-- Start --

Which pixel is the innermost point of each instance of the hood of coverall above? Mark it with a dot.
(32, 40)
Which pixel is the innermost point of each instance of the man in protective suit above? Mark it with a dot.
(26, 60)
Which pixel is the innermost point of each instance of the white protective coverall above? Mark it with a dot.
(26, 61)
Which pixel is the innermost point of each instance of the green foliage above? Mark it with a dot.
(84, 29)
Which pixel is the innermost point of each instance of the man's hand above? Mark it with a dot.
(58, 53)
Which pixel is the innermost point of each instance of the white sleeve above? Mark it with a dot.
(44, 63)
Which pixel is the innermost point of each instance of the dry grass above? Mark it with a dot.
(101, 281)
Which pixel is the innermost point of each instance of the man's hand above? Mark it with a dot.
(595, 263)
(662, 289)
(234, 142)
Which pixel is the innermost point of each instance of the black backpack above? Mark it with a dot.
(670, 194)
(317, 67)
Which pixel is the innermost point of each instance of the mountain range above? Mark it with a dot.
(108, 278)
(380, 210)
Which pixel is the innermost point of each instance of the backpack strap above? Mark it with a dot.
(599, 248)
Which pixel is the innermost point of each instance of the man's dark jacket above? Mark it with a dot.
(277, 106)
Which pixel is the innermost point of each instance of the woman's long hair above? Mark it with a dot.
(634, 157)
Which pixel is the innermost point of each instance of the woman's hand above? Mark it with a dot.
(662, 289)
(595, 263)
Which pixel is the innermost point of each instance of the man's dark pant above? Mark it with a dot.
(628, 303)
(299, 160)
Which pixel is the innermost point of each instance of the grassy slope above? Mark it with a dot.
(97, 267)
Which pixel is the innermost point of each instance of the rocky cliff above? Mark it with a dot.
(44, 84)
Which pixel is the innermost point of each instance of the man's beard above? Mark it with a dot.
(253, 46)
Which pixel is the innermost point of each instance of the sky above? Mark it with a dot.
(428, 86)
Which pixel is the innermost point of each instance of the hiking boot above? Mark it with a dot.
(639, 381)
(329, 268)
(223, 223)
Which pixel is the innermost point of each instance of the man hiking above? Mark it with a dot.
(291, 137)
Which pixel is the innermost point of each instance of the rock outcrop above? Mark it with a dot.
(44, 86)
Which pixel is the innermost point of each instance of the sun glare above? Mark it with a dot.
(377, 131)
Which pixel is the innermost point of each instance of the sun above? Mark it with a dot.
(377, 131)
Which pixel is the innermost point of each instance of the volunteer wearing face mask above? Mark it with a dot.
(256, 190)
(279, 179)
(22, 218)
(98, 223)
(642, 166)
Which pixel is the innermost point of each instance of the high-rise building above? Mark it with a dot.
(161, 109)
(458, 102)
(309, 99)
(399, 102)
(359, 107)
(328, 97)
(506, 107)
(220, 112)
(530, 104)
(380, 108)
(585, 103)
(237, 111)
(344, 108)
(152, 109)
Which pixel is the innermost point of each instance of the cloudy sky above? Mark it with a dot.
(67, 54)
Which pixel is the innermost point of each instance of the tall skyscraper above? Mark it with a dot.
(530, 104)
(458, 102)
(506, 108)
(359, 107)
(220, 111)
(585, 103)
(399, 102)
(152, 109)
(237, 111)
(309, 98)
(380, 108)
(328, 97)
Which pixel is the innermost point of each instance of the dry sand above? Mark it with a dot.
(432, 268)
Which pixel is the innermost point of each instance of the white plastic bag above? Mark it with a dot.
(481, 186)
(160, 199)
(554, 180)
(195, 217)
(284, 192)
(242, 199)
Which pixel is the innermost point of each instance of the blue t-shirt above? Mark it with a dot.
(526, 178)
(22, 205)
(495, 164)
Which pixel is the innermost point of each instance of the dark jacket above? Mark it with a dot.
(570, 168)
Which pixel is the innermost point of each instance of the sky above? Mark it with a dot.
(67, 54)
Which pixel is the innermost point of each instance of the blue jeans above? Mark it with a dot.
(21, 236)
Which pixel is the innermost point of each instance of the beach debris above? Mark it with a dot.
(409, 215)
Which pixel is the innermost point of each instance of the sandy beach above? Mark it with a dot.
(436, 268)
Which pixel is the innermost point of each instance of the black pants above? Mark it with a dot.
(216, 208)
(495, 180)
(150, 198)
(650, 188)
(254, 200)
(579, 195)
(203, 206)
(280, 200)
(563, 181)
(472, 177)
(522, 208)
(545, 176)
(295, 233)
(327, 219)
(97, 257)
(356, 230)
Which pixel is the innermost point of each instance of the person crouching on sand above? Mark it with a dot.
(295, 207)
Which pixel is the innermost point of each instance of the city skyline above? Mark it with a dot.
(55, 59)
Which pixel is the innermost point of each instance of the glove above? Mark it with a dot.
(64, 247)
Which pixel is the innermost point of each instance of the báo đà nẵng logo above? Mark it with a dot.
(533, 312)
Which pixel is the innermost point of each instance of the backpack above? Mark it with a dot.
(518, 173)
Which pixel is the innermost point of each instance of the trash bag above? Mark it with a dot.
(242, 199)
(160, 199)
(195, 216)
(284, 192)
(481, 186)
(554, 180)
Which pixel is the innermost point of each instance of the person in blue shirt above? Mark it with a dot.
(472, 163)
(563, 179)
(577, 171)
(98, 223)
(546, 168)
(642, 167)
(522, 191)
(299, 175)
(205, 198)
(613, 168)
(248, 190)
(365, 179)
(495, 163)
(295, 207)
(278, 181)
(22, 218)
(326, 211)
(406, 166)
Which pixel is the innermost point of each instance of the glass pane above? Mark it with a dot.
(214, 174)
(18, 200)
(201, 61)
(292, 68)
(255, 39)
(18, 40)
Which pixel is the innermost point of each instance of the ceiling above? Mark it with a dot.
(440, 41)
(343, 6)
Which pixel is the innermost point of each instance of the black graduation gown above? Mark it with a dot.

-- End --

* REQUIREMENTS
Repeat the preceding lines exactly, please, every one of them.

* ANSWER
Which pixel is the innermost point of each instance of the hood of coverall above? Mark it with a dot.
(32, 40)
Which pixel is the innermost point of each instance of the man in protective suit above? Mark it with a dot.
(26, 60)
Which pixel is the innermost point of each instance of the white protective coverall above? Mark it with a dot.
(26, 61)
Which pixel is the innermost point of each instance of the green foliage above? Mark it with a dot.
(84, 29)
Which pixel is the innermost point of each instance of the man's hand above? Mark it with a dot.
(58, 53)
Which pixel is the innermost point of each instance of the white sleeve above? Mark it with a dot.
(44, 63)
Which pixel is the innermost point of each instance of the dry grass above? Mark it with a dot.
(101, 281)
Which pixel is the innermost point of each instance of the man's hand above? Mark it with a dot.
(595, 263)
(662, 289)
(234, 142)
Which pixel is the innermost point of each instance of the black backpack above? Mark it with a dot.
(670, 194)
(317, 67)
Which pixel is the innermost point of each instance of the mountain range above? Mark it with a dot.
(108, 278)
(380, 210)
Which pixel is the innermost point of each instance of the backpack strap above? Mark it with a dot.
(599, 248)
Which pixel is the innermost point of each instance of the man's dark jacket above? Mark it with a dot.
(277, 106)
Which pixel is the innermost point of each instance of the woman's long hair above? Mark it with a dot.
(634, 157)
Which pixel is the innermost point of each instance of the woman's hand above? Mark it with a dot.
(662, 289)
(595, 263)
Which pixel is the innermost point of each instance of the man's dark pant above? Mark it with a dot.
(628, 303)
(299, 160)
Which pixel is the innermost point of each instance of the grassy slope above? Mark it with a dot.
(97, 267)
Which pixel is the innermost point of each instance of the rocky cliff above? Mark it with a dot.
(44, 84)
Which pixel is the innermost point of each instance of the man's beard above? Mark it with a dot.
(253, 46)
Which pixel is the innermost point of each instance of the sky above? Mark it with a dot.
(428, 86)
Which pixel is the innermost point of each instance of the hiking boot above? Mark it with a dot.
(639, 381)
(329, 268)
(223, 223)
Which pixel is the innermost point of each instance of the man hiking above? Mark it with a dot.
(291, 137)
Which pixel is the innermost point of each instance of the rock outcrop above? Mark it with a dot.
(44, 86)
Which pixel is the innermost point of each instance of the sun glare above? Mark it with a dot.
(377, 131)
Which pixel is the innermost point of each instance of the sun above? Mark it with a dot.
(377, 131)
Which pixel is the innermost point of each instance of the volunteer wearing face mask above? Mark it with a dot.
(256, 190)
(279, 179)
(22, 218)
(98, 223)
(642, 166)
Which pixel is the innermost point of each instance of the high-rise building above? Mark it with a dot.
(161, 109)
(458, 102)
(309, 99)
(399, 102)
(359, 107)
(328, 97)
(506, 107)
(220, 112)
(530, 104)
(380, 108)
(585, 103)
(237, 111)
(344, 108)
(152, 109)
Which pixel is the innermost point of each instance of the cloudy sky above? Mark it with a dot.
(67, 54)
Which pixel is the innermost point of each instance of the tall skyscraper above? Mark it with a dot.
(530, 104)
(458, 102)
(506, 108)
(359, 107)
(220, 111)
(585, 103)
(399, 102)
(152, 109)
(237, 111)
(309, 98)
(380, 108)
(328, 97)
Which pixel is the innermost point of each instance of the dry sand above? Mark it with a dot.
(432, 268)
Which pixel is the innermost point of each instance of the white plastic bag above? Mark it with a dot.
(481, 186)
(160, 199)
(554, 180)
(195, 217)
(284, 192)
(242, 199)
Which pixel is the innermost point of each instance of the blue t-shirt above? Mark it with a dot.
(526, 178)
(22, 205)
(495, 164)
Which pixel is the innermost point of each instance of the dark jacket above? Mark it with a dot.
(570, 168)
Which pixel is the innermost point of each instance of the sky above? Mark it with a dot.
(67, 54)
Which pixel is the innermost point of each instance of the blue jeans above? Mark it with a dot.
(21, 236)
Which pixel is the innermost point of each instance of the beach debris above? Mark it with a dot.
(409, 215)
Which pixel is the innermost point of each instance of the sandy beach above? Mark it with a dot.
(436, 268)
Which pixel is the innermost point of each instance of the black pants above? Mark it with a dot.
(216, 208)
(495, 180)
(150, 198)
(650, 188)
(254, 200)
(579, 195)
(203, 206)
(280, 200)
(563, 181)
(472, 177)
(522, 208)
(545, 176)
(295, 233)
(327, 219)
(97, 257)
(356, 230)
Which pixel is the innermost point of each instance of the person crouching on sand above? Mark it with a dot.
(295, 207)
Which pixel is the innermost point of each instance of the city skyline above? Mark it with a dot.
(55, 59)
Which pixel is the innermost point of each instance of the glove above? Mark it with a dot.
(64, 247)
Which pixel is the innermost point of each instance of the báo đà nẵng logo above? Mark it with a dot.
(533, 312)
Which pixel is the innermost point of each instance of the backpack above? Mark it with a dot.
(518, 173)
Which pixel is the innermost point of each instance of the trash bag above? Mark it with a dot.
(242, 199)
(160, 199)
(195, 216)
(284, 192)
(481, 186)
(554, 180)
Which pixel is the innermost point of each instance of the person in blue shirt above? Mark it with a dot.
(472, 163)
(563, 179)
(577, 171)
(98, 223)
(546, 168)
(642, 167)
(522, 191)
(299, 175)
(205, 198)
(613, 168)
(248, 190)
(365, 179)
(495, 163)
(295, 207)
(278, 181)
(22, 218)
(326, 211)
(406, 166)
Which pixel is the innermost point of each instance of the glass pane above? Mark it with a dot.
(214, 174)
(18, 200)
(201, 61)
(292, 68)
(255, 39)
(18, 40)
Which pixel is the innermost point of each instance of the ceiling above? Mark it with a dot.
(440, 41)
(343, 6)
Which pixel is the innermost point of each instance of the black graduation gown above? Mark it with a dot.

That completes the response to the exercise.